** Passage shown **
By default, empty arrays are initialized as float. If you try to force a 
complex into it, yes, the imaginary part will be dropped. Use the dtype 
argument of zeros or ones to specify the type of your array, for example:

B =  numpy.zeros((4,), dtype=numpy.complex_)
___
Numpy-discussion mailing list
Numpy-discussion@scipy.org
http://projects.scipy.org/mailman/listinfo/numpy-discussion


[Numpy-discussion] Nasty bug using pre-initialized arrays

2008-01-04 Thread Stuart Brorson
NumPy gurus --

I just discovered this today.  It looks like a bug to me.  Please
flame me mercilessly if I am wrong!  :-)

Sometimes you need to initialize an array using zeros() before doing
an assignment to it in a loop.  If you assign a complex value to the
initialized array, the imaginary part of the array is dropped.  Does
NumPy do a silent type-cast which causes this behavior?  Is this
typecast a feature?

Below I attach a session log showing the bug.  Note that I have boiled
down my complex code to this simple case for ease of comprehension.  [1] 
I will also input this bug into the tracking system.

By the way, this is NumPy 1.0.4:

In [39]: numpy.__version__
Out[39]: '1.0.4'

Cheers,

Stuart Brorson
Interactive Supercomputing, inc.
135 Beaver Street | Waltham | MA | 02452 | USA
http://www.interactivesupercomputing.com/


--  session log  

In [29]: A = numpy.random.rand(4) + 1j*numpy.random.rand(4)

In [30]: B = numpy.zeros((4))

In [31]:

In [31]: for i in range(4):
:   B[i] = A[i]
:

In [32]: A
Out[32]: 
array([ 0.12150180+0.00577893j,  0.39792515+0.03607227j,
 0.61933379+0.04506978j,  0.56751678+0.24576083j])

In [33]: B
Out[33]: array([ 0.1215018 ,  0.39792515,  0.61933379,  0.56751678])

---  /session log  ---


[1]  Yes, I know that I should use vectorized code as often as
possible, and that this example is not vectorized.  This is a simple
example illustrating the problem.  Moreover, many times the
computation you wish to perform can't easily be vectorized, leaving
the nasty old for loop as the only choice..
___
Numpy-discussion mailing list
Numpy-discussion@scipy.org
http://projects.scipy.org/mailman/listinfo/numpy-discussion


Re: [Numpy-discussion] Nasty bug using pre-initialized arrays

2008-01-04 Thread Robert Kern
Stuart Brorson wrote:
 On Fri, 4 Jan 2008, Stuart Brorson wrote:
 
 I just discovered this today.  It looks like a bug to me.  Please
 flame me mercilessly if I am wrong!  :-)
 
 FWIW, here's what Matlab does:
 
 A = rand(1, 4) + rand(1, 4)*i
 
 A =
 
Columns 1 through 3
 
 0.7833 + 0.7942i   0.6808 + 0.0592i   0.4611 + 0.6029i
 
Column 4
 
 0.5678 + 0.0503i
 
 B = zeros(1, 4)

** What to work on **
Answer these questions about the mailing-list thread:
(a) What type are empty arrays initialized as by default?
(b) Which argument of zeros or ones specifies the type of an array?
(c) Which NumPy version does Stuart Brorson report using?

** Dataset content **
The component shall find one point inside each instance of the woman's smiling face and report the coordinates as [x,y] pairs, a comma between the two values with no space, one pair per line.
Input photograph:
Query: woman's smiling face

** Final result **
(a) Float.
(b) The dtype argument.
(c) NumPy 1.0.4.